| Page extract |

The well-documented increase in atmospheric
concentrations of CO2 is directly attributable to
combustion of fossil fuels and wood. This increase is
expected to lead to a global warming of the atmosphere
near the surface of the earth but is expected to cause a
reduction in the temperature of the stratosphere (Fels et
al. 1980).
Lower stratospheric temperatures would have at least
two effects. First, the chemical removal processes
affecting ozone that were described earlier are sensitive
functions of temperature, being less efficient at lower
temperature. Consequently, with lower temperature the
equilibrium concentration of ozone would be higher.
Current models incorporating this effect suggest that the
steady state reduction in total ozone due to continuing
emissions of CFCs at 1977 rates would change from 5
percent to 9 percent to between 4 percent and 6 percent
if global CO2 were doubled concurrently (Hudson et al.
1982). (Global CO2 has increased by about 6 percent in
the past 22 years.)

| Records from an annotation dataset |
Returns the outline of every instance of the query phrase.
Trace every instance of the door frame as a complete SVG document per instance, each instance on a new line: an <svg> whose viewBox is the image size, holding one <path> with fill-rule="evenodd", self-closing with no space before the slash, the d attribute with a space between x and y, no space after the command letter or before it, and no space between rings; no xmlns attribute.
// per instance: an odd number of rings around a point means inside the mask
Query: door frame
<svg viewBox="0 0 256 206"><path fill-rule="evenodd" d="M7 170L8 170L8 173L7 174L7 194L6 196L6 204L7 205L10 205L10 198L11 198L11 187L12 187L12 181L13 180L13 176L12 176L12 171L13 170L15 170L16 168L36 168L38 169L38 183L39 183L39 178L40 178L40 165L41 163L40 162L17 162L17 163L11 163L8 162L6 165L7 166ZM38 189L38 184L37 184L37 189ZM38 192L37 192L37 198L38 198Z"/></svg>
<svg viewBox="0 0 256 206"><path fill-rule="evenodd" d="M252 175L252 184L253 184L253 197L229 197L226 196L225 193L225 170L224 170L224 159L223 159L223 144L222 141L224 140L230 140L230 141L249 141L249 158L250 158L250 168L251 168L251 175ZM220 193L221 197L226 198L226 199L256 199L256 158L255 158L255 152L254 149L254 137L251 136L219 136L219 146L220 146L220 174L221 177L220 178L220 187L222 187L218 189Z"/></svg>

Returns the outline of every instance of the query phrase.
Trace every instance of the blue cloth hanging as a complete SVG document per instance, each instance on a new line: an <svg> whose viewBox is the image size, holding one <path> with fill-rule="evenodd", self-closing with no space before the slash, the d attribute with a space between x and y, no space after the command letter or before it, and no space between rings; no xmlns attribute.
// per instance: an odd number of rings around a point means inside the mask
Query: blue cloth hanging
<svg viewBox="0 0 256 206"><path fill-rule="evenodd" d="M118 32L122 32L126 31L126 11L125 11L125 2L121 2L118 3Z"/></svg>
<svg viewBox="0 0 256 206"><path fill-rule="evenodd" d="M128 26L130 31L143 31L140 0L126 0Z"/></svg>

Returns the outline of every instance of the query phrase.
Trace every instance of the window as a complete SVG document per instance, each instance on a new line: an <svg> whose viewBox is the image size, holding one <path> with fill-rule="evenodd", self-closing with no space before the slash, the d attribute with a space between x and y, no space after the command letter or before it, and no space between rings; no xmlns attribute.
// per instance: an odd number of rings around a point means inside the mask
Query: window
---
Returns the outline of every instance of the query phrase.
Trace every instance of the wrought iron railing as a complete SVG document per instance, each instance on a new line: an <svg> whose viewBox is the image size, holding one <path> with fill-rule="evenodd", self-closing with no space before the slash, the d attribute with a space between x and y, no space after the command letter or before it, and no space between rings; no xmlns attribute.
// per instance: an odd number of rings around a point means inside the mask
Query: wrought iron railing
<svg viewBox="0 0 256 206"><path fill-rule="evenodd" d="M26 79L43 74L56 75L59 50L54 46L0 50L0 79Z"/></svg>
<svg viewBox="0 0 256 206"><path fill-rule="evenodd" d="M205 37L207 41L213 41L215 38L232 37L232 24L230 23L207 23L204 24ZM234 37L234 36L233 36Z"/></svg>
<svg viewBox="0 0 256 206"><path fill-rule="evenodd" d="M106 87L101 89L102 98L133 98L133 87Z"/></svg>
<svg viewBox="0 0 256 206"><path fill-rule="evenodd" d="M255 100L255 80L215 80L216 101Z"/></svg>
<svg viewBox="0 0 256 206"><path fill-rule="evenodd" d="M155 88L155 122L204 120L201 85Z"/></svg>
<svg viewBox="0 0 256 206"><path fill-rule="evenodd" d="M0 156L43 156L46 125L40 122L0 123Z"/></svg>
==
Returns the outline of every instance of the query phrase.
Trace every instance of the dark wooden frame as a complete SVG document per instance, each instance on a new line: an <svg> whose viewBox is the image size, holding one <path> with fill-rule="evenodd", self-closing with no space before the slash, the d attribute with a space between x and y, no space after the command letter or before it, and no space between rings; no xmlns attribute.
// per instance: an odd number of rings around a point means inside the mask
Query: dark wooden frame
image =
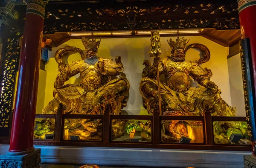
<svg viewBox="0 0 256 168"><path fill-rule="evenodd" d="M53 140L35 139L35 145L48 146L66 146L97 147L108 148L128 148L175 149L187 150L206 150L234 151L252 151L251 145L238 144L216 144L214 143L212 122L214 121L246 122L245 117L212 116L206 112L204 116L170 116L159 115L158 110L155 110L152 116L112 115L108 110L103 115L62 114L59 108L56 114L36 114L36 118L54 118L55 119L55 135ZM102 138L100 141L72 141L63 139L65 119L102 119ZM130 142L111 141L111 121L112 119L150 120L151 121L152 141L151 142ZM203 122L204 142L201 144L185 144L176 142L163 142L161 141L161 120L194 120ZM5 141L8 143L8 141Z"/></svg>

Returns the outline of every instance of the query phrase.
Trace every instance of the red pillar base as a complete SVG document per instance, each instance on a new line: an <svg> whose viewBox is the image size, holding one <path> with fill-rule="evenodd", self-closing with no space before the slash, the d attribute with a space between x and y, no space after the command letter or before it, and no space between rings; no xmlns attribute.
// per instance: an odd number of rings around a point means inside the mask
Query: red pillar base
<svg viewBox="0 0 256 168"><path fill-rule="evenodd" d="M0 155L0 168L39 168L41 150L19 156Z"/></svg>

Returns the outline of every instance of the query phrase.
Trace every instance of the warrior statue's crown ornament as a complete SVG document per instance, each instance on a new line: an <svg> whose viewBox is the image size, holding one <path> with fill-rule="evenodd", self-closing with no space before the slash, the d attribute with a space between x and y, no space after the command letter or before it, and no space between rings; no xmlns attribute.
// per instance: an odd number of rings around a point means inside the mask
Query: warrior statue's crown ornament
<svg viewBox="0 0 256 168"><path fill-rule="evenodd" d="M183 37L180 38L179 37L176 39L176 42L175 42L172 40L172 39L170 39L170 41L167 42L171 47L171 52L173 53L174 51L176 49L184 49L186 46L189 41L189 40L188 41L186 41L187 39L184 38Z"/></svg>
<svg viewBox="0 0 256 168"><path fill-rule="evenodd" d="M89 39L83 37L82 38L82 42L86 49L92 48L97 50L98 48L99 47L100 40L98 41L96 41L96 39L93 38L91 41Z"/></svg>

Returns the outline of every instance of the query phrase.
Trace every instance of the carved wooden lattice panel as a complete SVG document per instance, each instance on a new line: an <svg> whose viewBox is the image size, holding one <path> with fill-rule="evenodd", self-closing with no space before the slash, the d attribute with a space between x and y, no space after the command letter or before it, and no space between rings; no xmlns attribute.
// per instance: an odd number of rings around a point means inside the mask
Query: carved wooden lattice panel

| Exercise set |
A: Summarize the passage on carbon dioxide and stratospheric ozone in two sentences.
B: Supply the next part of the passage on carbon dioxide and stratospheric ozone, starting after its final sentence.

| Per-task answers |
A: Rising atmospheric CO2, caused by burning fossil fuels and wood, is expected to warm the air near the earth's surface but to cool the stratosphere. Because the chemical processes that remove ozone are less efficient at lower temperatures, current models suggest that doubling global CO2 would change the steady state loss of total ozone from continued CFC emissions at 1977 rates from 5 to 9 percent to between 4 and 6 percent.

B:
The possible second effect of lower statospheric
temperatures resulting from increased CO2 is a thermally
driven change in stratospheric water vapor (H2O) caused
by a change in the temperature of the tropical tropopause.
Dissociation of H2O provides the source of hydrogen
radicals, and these radicals play a key role in strato-
spheric chemistry regulating abundances of both active
NOk and C1X species in addition to their contributions
to reactions (3) and (5). A complete model for strato-
spheric chemistry should include a description of H2O
interactions, a requirement beyond current capability.
Stratospheric ozone may also vary in response to
changes in concentrations of CH4, which plays an
important role in reaction (lb) by regulating the
partitioning of chlorine between HC1 and C1O (Hudson et
al. 1982). Recent reports (Rasmussen and Khalil 1981)
suggest increases in global concentrations of CH4, but
likely future changes and their consequences are unknown.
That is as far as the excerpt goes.